Zulip Chat Archive

Stream: general

Topic: Saving disk space?


finegeometer (Jul 31 2024 at 17:43):

Hi,

Every time I start a Lean project, mathlib's build artifacts consume another 4.3 GB of my disk space. This adds up really fast, so I'm reluctant to start new Lean projects.

I get it, mathlib is large. But is there at least a way to only spend 4.3 GB total, rather than per project?

If an answer is documented somewhere, I couldn't find it.

Thanks!

Sebastian Ullrich (Jul 31 2024 at 17:56):

I haven't tried this so far, but one relatively simple solution could be to replace the duplicate files with hardlinks using a tool like https://github.com/pauldreik/rdfind. Just make sure it is indeed the same Mathlib version.

Shreyas Srinivas (Jul 31 2024 at 18:07):

I believe the symlink solution was proposed and rejected because something breaks in windows

Sebastian Ullrich (Jul 31 2024 at 20:11):

Don't use it on Windows then. We're talking about a quick workaround here, not something that would be put in Lake as such.

Jon Eugster (Jul 31 2024 at 21:21):

As a more officially (by lake) supported workaround you can also download mathlib once and then have your personal projects with require mathlib from "local" / "path" / "to" / "mathlib" in their lakefiles, that should avoid duplication at the cost of some additional maintainance like having to keep all projects on the same mathlib version and dealing with relative paths between projects.

Shreyas Srinivas (Jul 31 2024 at 21:43):

I do wish lake automatically managed mathlib like that on Linux and macOS, moreso on Linux. I have a smaller Linux partition than windows for other reasons, and this gets filled up very fast by lean

Eric Wieser (Jul 31 2024 at 22:12):

Jon Eugster said:

that should avoid duplication at the cost of some additional maintainance like having to keep all projects on the same mathlib version and dealing with relative paths between projects.

Exercise data:
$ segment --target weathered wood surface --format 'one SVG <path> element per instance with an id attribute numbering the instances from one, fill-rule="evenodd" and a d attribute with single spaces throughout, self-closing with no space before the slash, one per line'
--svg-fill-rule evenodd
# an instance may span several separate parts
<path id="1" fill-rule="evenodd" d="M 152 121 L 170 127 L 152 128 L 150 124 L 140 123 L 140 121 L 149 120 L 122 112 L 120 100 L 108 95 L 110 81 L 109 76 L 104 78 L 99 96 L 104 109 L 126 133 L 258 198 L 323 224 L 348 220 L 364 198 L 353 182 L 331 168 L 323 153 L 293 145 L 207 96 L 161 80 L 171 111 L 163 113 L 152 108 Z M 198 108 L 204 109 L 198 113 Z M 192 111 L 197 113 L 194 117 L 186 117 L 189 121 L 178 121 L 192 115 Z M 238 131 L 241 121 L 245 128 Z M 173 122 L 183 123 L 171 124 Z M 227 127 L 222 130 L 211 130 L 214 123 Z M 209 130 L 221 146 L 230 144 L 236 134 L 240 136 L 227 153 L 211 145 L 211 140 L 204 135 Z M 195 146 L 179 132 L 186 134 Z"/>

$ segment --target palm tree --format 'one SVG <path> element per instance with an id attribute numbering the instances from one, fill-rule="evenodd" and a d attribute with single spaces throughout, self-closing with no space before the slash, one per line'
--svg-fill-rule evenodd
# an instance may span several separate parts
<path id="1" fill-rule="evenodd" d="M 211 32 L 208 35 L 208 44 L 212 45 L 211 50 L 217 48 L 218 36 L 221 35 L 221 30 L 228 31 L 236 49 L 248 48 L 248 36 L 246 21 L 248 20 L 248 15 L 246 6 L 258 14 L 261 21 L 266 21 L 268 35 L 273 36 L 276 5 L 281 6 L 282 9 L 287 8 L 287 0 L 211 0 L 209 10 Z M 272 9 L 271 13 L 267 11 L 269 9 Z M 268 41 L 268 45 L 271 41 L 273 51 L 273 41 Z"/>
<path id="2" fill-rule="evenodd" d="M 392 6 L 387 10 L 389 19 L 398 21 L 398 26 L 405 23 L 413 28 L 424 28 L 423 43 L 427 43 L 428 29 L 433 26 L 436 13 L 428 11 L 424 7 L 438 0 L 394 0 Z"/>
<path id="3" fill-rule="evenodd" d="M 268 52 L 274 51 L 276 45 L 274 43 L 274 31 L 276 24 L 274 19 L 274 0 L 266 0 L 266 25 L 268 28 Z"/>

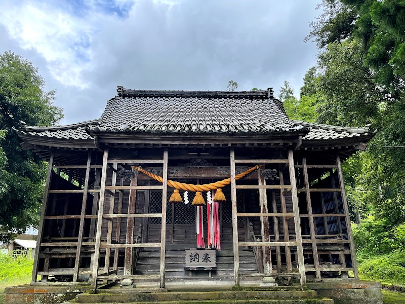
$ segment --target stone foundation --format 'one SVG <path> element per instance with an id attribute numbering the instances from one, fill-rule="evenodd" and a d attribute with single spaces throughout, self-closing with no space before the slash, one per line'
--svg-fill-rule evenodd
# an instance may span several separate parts
<path id="1" fill-rule="evenodd" d="M 349 279 L 342 282 L 308 282 L 318 295 L 330 298 L 334 304 L 383 304 L 381 283 Z"/>
<path id="2" fill-rule="evenodd" d="M 90 285 L 74 286 L 30 286 L 7 287 L 5 304 L 59 304 L 74 299 L 91 289 Z"/>

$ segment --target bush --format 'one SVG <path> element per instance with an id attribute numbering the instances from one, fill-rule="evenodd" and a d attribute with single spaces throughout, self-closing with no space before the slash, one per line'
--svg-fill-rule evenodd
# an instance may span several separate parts
<path id="1" fill-rule="evenodd" d="M 396 251 L 387 254 L 358 259 L 359 272 L 364 278 L 405 284 L 405 252 Z"/>
<path id="2" fill-rule="evenodd" d="M 0 285 L 17 285 L 29 282 L 33 264 L 30 253 L 14 256 L 0 253 Z"/>

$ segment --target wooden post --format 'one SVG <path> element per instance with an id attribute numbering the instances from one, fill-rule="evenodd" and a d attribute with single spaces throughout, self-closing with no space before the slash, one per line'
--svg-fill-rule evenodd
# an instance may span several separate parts
<path id="1" fill-rule="evenodd" d="M 311 202 L 311 193 L 309 192 L 309 179 L 308 178 L 308 168 L 307 167 L 307 159 L 302 157 L 303 171 L 304 171 L 304 180 L 305 183 L 305 195 L 306 196 L 307 208 L 309 220 L 309 231 L 311 234 L 311 242 L 312 245 L 312 254 L 313 261 L 315 264 L 315 273 L 317 279 L 320 279 L 320 270 L 319 268 L 319 259 L 318 256 L 318 248 L 316 246 L 316 237 L 315 235 L 315 224 L 313 222 L 312 212 L 312 204 Z"/>
<path id="2" fill-rule="evenodd" d="M 163 151 L 163 189 L 161 194 L 161 230 L 160 231 L 160 288 L 165 287 L 166 257 L 166 208 L 168 199 L 168 148 Z"/>
<path id="3" fill-rule="evenodd" d="M 291 196 L 293 198 L 293 210 L 294 213 L 294 225 L 295 226 L 295 238 L 297 241 L 297 255 L 298 259 L 298 269 L 300 272 L 301 285 L 306 284 L 305 278 L 305 266 L 304 264 L 304 250 L 302 248 L 302 237 L 301 234 L 301 221 L 300 210 L 298 206 L 298 193 L 297 191 L 297 180 L 295 178 L 294 159 L 293 150 L 288 150 L 289 168 L 290 170 L 290 181 L 291 183 Z"/>
<path id="4" fill-rule="evenodd" d="M 34 256 L 34 263 L 32 268 L 32 277 L 31 282 L 35 283 L 36 282 L 36 273 L 38 272 L 38 264 L 39 263 L 39 254 L 40 253 L 40 243 L 42 242 L 43 233 L 44 232 L 44 217 L 45 216 L 45 213 L 47 211 L 47 206 L 48 205 L 48 200 L 49 197 L 50 187 L 51 187 L 51 180 L 52 175 L 52 166 L 54 163 L 54 158 L 55 153 L 52 152 L 51 157 L 49 158 L 49 165 L 48 167 L 48 174 L 47 174 L 47 181 L 45 184 L 45 191 L 44 193 L 44 201 L 42 204 L 42 209 L 41 209 L 41 215 L 39 219 L 39 225 L 38 226 L 38 236 L 36 239 L 36 247 L 35 250 L 35 256 Z"/>
<path id="5" fill-rule="evenodd" d="M 117 180 L 117 168 L 118 164 L 115 163 L 112 164 L 112 180 L 111 185 L 115 186 L 116 184 Z M 113 195 L 110 197 L 110 208 L 108 213 L 110 214 L 114 213 L 114 205 L 115 203 L 115 190 L 111 190 Z M 111 218 L 111 220 L 108 221 L 108 227 L 107 229 L 107 244 L 111 244 L 111 239 L 112 237 L 112 224 L 114 219 Z M 114 252 L 116 251 L 118 248 L 114 248 Z M 104 260 L 104 272 L 107 273 L 107 275 L 110 274 L 110 257 L 111 256 L 111 248 L 105 248 L 105 259 Z"/>
<path id="6" fill-rule="evenodd" d="M 136 186 L 138 184 L 138 170 L 133 169 L 135 177 L 131 180 L 131 185 Z M 128 214 L 135 213 L 136 210 L 136 189 L 130 190 L 130 197 L 128 202 Z M 134 242 L 134 225 L 135 219 L 128 217 L 127 220 L 127 236 L 126 244 L 132 244 Z M 125 259 L 124 261 L 124 274 L 125 276 L 132 275 L 132 264 L 133 261 L 134 248 L 125 248 Z"/>
<path id="7" fill-rule="evenodd" d="M 259 186 L 266 185 L 266 179 L 262 174 L 263 167 L 259 169 L 258 182 Z M 267 213 L 268 212 L 267 208 L 267 193 L 266 189 L 259 189 L 259 203 L 260 205 L 260 212 Z M 260 226 L 262 232 L 262 242 L 270 242 L 270 227 L 269 225 L 269 218 L 267 216 L 260 217 Z M 264 246 L 262 247 L 263 261 L 263 264 L 264 274 L 268 275 L 272 272 L 271 267 L 271 254 L 270 246 Z"/>
<path id="8" fill-rule="evenodd" d="M 82 201 L 82 211 L 80 213 L 80 224 L 79 224 L 79 234 L 77 239 L 77 248 L 76 249 L 76 259 L 74 261 L 74 272 L 73 275 L 73 281 L 77 281 L 77 276 L 80 265 L 80 254 L 82 252 L 82 242 L 83 241 L 83 230 L 85 227 L 85 215 L 86 207 L 87 204 L 87 191 L 89 189 L 89 179 L 90 177 L 90 165 L 91 164 L 92 153 L 89 151 L 87 157 L 87 165 L 86 169 L 86 179 L 85 180 L 83 199 Z"/>
<path id="9" fill-rule="evenodd" d="M 353 239 L 353 234 L 351 231 L 350 215 L 349 213 L 349 206 L 347 204 L 347 199 L 346 197 L 346 191 L 345 191 L 345 184 L 343 180 L 343 173 L 342 172 L 340 157 L 339 157 L 339 155 L 336 156 L 336 163 L 338 165 L 338 173 L 339 174 L 339 181 L 340 184 L 340 188 L 342 190 L 342 202 L 343 203 L 343 209 L 345 211 L 345 219 L 346 219 L 346 226 L 347 229 L 347 236 L 349 238 L 349 241 L 350 242 L 351 262 L 353 265 L 353 272 L 354 273 L 354 278 L 355 279 L 358 279 L 358 269 L 357 269 L 357 261 L 356 258 L 356 248 L 354 246 L 354 241 Z M 345 266 L 345 265 L 343 265 L 343 266 Z"/>
<path id="10" fill-rule="evenodd" d="M 280 175 L 280 185 L 284 185 L 284 174 L 282 173 L 282 169 L 281 165 L 279 166 L 279 171 Z M 284 193 L 284 189 L 280 189 L 280 201 L 281 204 L 281 212 L 285 213 L 287 212 L 287 206 L 286 206 L 286 197 Z M 290 233 L 288 231 L 288 222 L 285 216 L 282 217 L 282 230 L 284 234 L 284 241 L 290 242 Z M 293 270 L 293 265 L 291 262 L 291 250 L 290 246 L 285 247 L 286 250 L 286 262 L 287 264 L 287 272 L 291 273 Z"/>
<path id="11" fill-rule="evenodd" d="M 230 149 L 231 197 L 232 204 L 232 228 L 233 239 L 233 264 L 235 272 L 235 286 L 239 283 L 239 244 L 237 237 L 237 217 L 236 212 L 236 184 L 235 179 L 235 150 Z"/>
<path id="12" fill-rule="evenodd" d="M 275 192 L 274 191 L 272 191 L 271 197 L 273 204 L 273 212 L 277 212 L 277 202 L 275 199 Z M 274 240 L 276 242 L 279 242 L 280 235 L 278 232 L 278 219 L 277 216 L 273 217 L 273 221 L 274 225 Z M 281 252 L 279 246 L 276 246 L 275 254 L 277 257 L 277 272 L 280 273 L 281 270 Z"/>
<path id="13" fill-rule="evenodd" d="M 100 186 L 100 203 L 98 206 L 97 225 L 96 231 L 96 244 L 94 248 L 94 257 L 93 260 L 92 286 L 95 289 L 97 287 L 97 275 L 100 258 L 100 244 L 101 242 L 101 226 L 103 222 L 103 212 L 105 197 L 105 183 L 107 178 L 107 161 L 108 159 L 108 149 L 105 149 L 103 153 L 103 168 L 101 170 L 101 183 Z"/>
<path id="14" fill-rule="evenodd" d="M 122 177 L 119 181 L 119 185 L 123 186 L 124 185 L 124 178 Z M 118 210 L 117 210 L 117 213 L 120 214 L 123 212 L 123 199 L 124 198 L 124 191 L 123 190 L 119 190 L 119 194 L 118 194 Z M 146 212 L 145 212 L 146 213 Z M 115 242 L 118 243 L 121 241 L 121 218 L 118 217 L 117 218 L 117 227 L 116 230 L 115 231 Z M 114 251 L 114 264 L 113 265 L 113 269 L 114 271 L 115 272 L 115 274 L 117 274 L 117 271 L 118 270 L 118 258 L 119 255 L 119 248 L 117 247 L 115 248 L 115 251 Z"/>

What you need to do:
1. From the thread on saving disk space, return the passage that starts at "Zulip Chat Archive" and ends at "new Lean projects.", copied word for word.
2. Return every line of the records that contains the string "self". Case counts.

Solutions below:
1.
Zulip Chat Archive

Stream: general

Topic: Saving disk space?


finegeometer (Jul 31 2024 at 17:43):

Hi,

Every time I start a Lean project, mathlib's build artifacts consume another 4.3 GB of my disk space. This adds up really fast, so I'm reluctant to start new Lean projects.

2.
$ segment --target weathered wood surface --format 'one SVG <path> element per instance with an id attribute numbering the instances from one, fill-rule="evenodd" and a d attribute with single spaces throughout, self-closing with no space before the slash, one per line'
$ segment --target palm tree --format 'one SVG <path> element per instance with an id attribute numbering the instances from one, fill-rule="evenodd" and a d attribute with single spaces throughout, self-closing with no space before the slash, one per line'
$ segment --target stone foundation --format 'one SVG <path> element per instance with an id attribute numbering the instances from one, fill-rule="evenodd" and a d attribute with single spaces throughout, self-closing with no space before the slash, one per line'
$ segment --target bush --format 'one SVG <path> element per instance with an id attribute numbering the instances from one, fill-rule="evenodd" and a d attribute with single spaces throughout, self-closing with no space before the slash, one per line'
$ segment --target wooden post --format 'one SVG <path> element per instance with an id attribute numbering the instances from one, fill-rule="evenodd" and a d attribute with single spaces throughout, self-closing with no space before the slash, one per line'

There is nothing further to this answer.